Take the data that follows and retype it word for word.

Listing:
-*-*-

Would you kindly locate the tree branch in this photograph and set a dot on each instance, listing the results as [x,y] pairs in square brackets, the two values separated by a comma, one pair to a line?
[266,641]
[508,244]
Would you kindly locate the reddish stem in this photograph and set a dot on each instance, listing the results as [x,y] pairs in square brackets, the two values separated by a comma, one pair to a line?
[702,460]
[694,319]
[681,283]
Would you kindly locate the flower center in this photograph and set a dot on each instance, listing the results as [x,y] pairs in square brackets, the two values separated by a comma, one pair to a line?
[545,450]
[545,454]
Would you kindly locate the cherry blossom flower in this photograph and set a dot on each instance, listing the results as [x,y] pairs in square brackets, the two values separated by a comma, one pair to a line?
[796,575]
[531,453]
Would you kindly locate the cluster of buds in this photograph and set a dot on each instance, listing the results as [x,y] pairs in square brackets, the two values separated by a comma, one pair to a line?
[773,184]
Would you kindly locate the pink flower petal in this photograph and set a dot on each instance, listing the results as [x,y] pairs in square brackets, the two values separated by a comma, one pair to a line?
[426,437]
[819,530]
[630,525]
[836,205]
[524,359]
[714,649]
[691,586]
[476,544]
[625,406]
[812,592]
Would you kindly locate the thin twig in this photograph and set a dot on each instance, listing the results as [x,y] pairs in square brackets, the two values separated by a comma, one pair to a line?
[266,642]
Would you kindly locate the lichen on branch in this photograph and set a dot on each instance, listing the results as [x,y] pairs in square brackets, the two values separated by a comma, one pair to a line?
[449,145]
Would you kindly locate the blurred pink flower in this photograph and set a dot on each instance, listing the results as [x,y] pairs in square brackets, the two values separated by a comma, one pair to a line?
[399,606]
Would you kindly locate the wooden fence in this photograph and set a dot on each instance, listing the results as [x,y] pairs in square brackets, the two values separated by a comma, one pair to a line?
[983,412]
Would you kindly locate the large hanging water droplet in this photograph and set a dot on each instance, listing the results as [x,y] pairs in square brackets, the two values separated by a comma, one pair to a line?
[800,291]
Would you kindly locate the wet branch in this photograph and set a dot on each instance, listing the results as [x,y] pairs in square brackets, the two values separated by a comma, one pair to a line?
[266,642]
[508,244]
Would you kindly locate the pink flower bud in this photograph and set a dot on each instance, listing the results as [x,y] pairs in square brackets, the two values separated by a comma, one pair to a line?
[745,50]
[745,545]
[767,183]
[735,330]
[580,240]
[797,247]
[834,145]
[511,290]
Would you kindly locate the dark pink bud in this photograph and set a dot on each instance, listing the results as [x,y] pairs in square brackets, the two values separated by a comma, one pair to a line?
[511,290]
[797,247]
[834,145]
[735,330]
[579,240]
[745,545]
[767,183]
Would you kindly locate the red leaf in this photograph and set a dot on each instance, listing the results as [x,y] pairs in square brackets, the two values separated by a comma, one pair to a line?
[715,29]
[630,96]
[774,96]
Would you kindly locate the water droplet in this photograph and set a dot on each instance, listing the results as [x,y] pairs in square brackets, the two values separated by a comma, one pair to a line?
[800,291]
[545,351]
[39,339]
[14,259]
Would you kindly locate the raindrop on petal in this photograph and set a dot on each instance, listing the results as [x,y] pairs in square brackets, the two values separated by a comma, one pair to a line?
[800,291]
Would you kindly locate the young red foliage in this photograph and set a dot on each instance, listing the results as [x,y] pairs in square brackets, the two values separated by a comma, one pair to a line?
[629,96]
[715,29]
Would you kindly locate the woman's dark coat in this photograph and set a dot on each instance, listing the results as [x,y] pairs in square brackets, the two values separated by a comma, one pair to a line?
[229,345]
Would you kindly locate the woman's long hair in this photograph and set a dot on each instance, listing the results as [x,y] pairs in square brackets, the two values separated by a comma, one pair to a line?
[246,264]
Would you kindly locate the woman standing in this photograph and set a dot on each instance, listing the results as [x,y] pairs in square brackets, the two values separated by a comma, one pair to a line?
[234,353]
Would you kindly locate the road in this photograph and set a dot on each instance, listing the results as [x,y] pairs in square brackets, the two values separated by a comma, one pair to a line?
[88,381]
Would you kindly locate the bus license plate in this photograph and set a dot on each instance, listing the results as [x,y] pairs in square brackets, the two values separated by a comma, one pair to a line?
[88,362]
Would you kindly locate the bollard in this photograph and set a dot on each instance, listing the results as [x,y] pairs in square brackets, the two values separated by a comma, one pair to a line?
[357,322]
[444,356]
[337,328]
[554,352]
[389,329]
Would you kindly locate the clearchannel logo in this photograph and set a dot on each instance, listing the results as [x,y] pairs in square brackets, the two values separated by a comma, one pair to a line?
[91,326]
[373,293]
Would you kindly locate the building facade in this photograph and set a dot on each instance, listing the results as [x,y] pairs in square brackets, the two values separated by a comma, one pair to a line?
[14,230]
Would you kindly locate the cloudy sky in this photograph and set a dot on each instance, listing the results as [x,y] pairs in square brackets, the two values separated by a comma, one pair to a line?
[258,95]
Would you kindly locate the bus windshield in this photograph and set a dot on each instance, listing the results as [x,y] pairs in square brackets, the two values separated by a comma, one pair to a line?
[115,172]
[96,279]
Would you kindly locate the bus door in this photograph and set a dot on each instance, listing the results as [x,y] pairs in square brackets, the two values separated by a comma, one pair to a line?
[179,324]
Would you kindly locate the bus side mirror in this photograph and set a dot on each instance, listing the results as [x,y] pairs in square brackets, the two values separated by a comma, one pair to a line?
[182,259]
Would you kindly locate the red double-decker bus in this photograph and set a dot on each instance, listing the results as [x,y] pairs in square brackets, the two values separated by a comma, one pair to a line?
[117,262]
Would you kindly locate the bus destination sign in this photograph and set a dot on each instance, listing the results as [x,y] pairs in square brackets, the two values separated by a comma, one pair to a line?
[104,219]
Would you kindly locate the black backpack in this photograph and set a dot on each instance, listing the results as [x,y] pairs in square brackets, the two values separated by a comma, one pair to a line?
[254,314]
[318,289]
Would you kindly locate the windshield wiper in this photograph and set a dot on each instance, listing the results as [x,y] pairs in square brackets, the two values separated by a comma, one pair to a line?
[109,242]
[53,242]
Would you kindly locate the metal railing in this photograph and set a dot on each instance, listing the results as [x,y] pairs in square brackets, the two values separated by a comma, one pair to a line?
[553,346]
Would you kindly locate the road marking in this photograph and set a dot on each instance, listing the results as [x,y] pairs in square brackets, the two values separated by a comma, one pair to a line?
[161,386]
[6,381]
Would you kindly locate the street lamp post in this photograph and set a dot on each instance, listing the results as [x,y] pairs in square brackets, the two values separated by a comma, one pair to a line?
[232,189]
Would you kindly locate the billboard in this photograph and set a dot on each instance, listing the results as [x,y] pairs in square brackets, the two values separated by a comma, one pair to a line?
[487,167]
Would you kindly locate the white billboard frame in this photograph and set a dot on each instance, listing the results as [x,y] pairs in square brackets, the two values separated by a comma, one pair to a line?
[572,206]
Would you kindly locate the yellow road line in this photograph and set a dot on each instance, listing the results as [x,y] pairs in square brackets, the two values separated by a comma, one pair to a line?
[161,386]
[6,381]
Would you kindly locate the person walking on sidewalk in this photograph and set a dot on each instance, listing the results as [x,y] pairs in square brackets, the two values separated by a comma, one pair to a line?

-*-*-

Exercise solution:
Would you kindly locate the tree branch in this photograph and set a dot on each instance, listing the results as [x,y] pairs in square brackets, the two values separated by a comma, one pair to a line?
[266,641]
[508,244]
Would you kindly locate the reddish stem in this photograph and set a dot on each instance, listing the results as [x,y] pairs in square brackets, the two values separated by a comma, one pair to a line?
[702,460]
[694,319]
[681,283]
Would you kindly locate the flower center in this photograph and set a dot on each instance, listing the results as [x,y] pairs in square brackets, the two values separated by a comma, one pair to a line?
[545,450]
[545,454]
Would you kindly locate the cherry blossom flower in this photograph and set a dot on each instance, listing the results as [x,y] pairs in square brackets, the two values separated by a comma, one pair to a line?
[796,575]
[531,453]
Would you kindly locate the cluster of buds in this photograph and set a dot on each instance, listing the results as [x,y] pairs in square brackets, the two values separated by a comma, one pair to a line?
[773,184]
Would you kindly locate the pink flower petal in this photograph and set a dot on each instance, listing the results as [x,y] pairs in square brackets, the two values separated by a comma, one pair to a line?
[426,437]
[819,530]
[630,525]
[836,205]
[524,359]
[714,649]
[691,586]
[476,544]
[625,406]
[812,592]
Would you kindly locate the thin twig in this photograph and set a dot on each instance, listing the results as [x,y] pairs in square brackets, the two values separated by a comma, one pair to a line?
[266,642]
Would you kindly locate the lichen on branch in this photograph and set a dot on each instance, listing the results as [x,y] pairs in square brackets, the two values separated by a comma, one pair to a line?
[449,145]
Would you kindly locate the blurred pink flower in this photograph and set a dot on each instance, listing the results as [x,y] pairs in square brackets, the two values separated by a comma, one pair to a line?
[399,606]
Would you kindly locate the wooden fence in this photograph and set a dot on each instance, listing the results as [x,y] pairs in square brackets, the two values separated by a comma, one pair to a line?
[983,412]
Would you kindly locate the large hanging water droplet in this photograph and set a dot on each instance, listing the results as [x,y] pairs in square brackets, the two values separated by a comma, one pair to a line?
[800,291]
Would you kindly locate the wet branch in this photograph and set a dot on each instance, listing the results as [x,y] pairs in square brackets, the two values separated by a comma, one pair to a line?
[266,642]
[508,244]
Would you kindly locate the pink flower bud in this photograph and set a dot on each instance, listing the results as [x,y] pairs in square brackets, the two values separated by a comma, one pair to a line?
[745,50]
[745,545]
[767,183]
[735,330]
[580,240]
[797,247]
[834,145]
[511,290]
Would you kindly locate the dark pink bud in this photograph and set a dot on each instance, listing the results as [x,y] pairs in square brackets, the two values separated by a comma, one pair to a line?
[511,290]
[797,247]
[834,145]
[735,330]
[579,240]
[745,545]
[767,183]
Would you kindly locate the red leaf in this photograph and set a dot on each instance, listing the results as [x,y] pairs in square brackets, the two values separated by a comma, one pair to a line?
[715,29]
[630,96]
[774,96]
Would you kindly locate the water droplet in this photograph and set a dot on each instance, listing the results as [x,y] pairs in square brackets, the two values separated by a comma, one pair to a line?
[800,291]
[545,351]
[39,339]
[14,259]
Would you kindly locate the raindrop on petal in this photograph and set a dot on each instance, listing the results as [x,y] pairs in square brackets, the two values separated by a comma, one pair to a line?
[800,291]
Would you kindly locate the young red foliage in this photograph and set a dot on each instance, listing the results as [x,y] pairs in square brackets, the two values separated by a comma, one pair to a line?
[629,96]
[715,29]
Would you kindly locate the woman's dark coat in this photograph and set a dot on each instance, listing the results as [x,y] pairs in square brackets, the two values separated by a comma, one pair to a line?
[229,345]
Would you kindly locate the woman's long hair in this photograph and set a dot on each instance, listing the results as [x,y] pairs in square brackets, the two values separated by a comma, one pair to a line?
[246,264]
Would you kindly locate the woman standing in this photograph and set a dot on each instance, listing the results as [x,y] pairs in square brackets, the two values separated by a comma, one pair to a line?
[234,353]
Would you kindly locate the road in this photograph and set a dot on each instance, listing the results as [x,y] pairs in square brackets, the two values separated by a comma, one pair to a line?
[88,381]
Would you kindly locate the bus license plate in this photograph and set a dot on each instance, listing the results as [x,y] pairs in square brackets, the two values separated by a comma, one pair to a line?
[88,362]
Would you kindly locate the bollard in this photograph and set a dot on each instance, listing the results as [x,y] pairs in square brackets, the two values separated by a comma, one pair to a line?
[357,322]
[444,356]
[337,328]
[554,352]
[389,329]
Would you kindly locate the clearchannel logo in this photograph and set a dot on each instance, listing the results as [x,y] pairs in square brackets, the two values separated by a comma, one pair to a line?
[91,326]
[373,293]
Would you kindly locate the building facade in this photograph and set a dot on each instance, listing the results as [x,y] pairs in square brackets, the two values separated by a comma, one pair to a line?
[14,230]
Would you kindly locate the cloudy sky in this photograph and set a dot on each instance, listing the results as [x,y] pairs in square brackets, the two values separated by a comma, one pair to a line?
[258,95]
Would you kindly locate the bus windshield in this photograph and set a dot on each instance, listing the results as [x,y] pairs in square brackets, the two values separated by a comma, one pair to a line?
[115,172]
[96,279]
Would you kindly locate the bus door in this photograph and set a dot on each instance, listing the results as [x,y] pairs in square brackets, the two values separated by a comma, one pair to a line?
[179,324]
Would you kindly locate the bus side mirror in this photograph and set a dot on each instance, listing the results as [x,y] pairs in square brackets, the two values separated by a comma, one pair to a line?
[182,259]
Would you kindly locate the red double-decker bus in this photograph and set a dot on each instance, listing the results as [x,y] pairs in square brackets, the two values separated by a comma, one pair to a line?
[117,262]
Would you kindly locate the bus destination sign in this photograph and set a dot on each instance, listing the results as [x,y] pairs in square brackets, the two values separated by a comma, one pair to a line?
[104,219]
Would you kindly locate the black backpack in this photograph and set a dot on each instance, listing the results as [x,y] pairs in square brackets, the two values separated by a comma, one pair to a line?
[254,314]
[318,289]
Would you kindly locate the windshield wiper in this photograph and set a dot on each instance, listing the results as [x,y] pairs in square brackets, the two values separated by a comma, one pair to a line?
[109,242]
[53,242]
Would you kindly locate the metal railing in this photograph and set a dot on each instance, listing the results as [x,y] pairs in square brackets, the two values separated by a comma, one pair to a line?
[553,346]
Would you kindly locate the road marking in this photograph and set a dot on each instance, listing the results as [x,y] pairs in square brackets, the two values separated by a comma, one pair to a line?
[161,386]
[6,381]
Would you kindly locate the street lamp post in this photograph and set a dot on each instance, listing the results as [x,y] pairs in square brackets, the two values separated by a comma, one pair to a line?
[232,189]
Would you kindly locate the billboard in this photograph and set a dot on each instance, listing the results as [x,y] pairs in square brackets, the two values separated by a comma, one pair to a line?
[487,167]
Would you kindly locate the white billboard frame in this photograph and set a dot on each instance, listing the results as [x,y] pairs in square brackets, the two values separated by a comma, one pair to a line?
[572,206]
Would you kindly locate the yellow road line in this photograph and set a dot on each instance, listing the results as [x,y] pairs in square brackets, the two values separated by a comma, one pair to a line?
[161,386]
[6,381]
Would you kindly locate the person walking on sidewalk in this photograph and set a dot on each instance, listing the results as [x,y] pairs in square brackets, the two values separated by a comma, one pair to a line?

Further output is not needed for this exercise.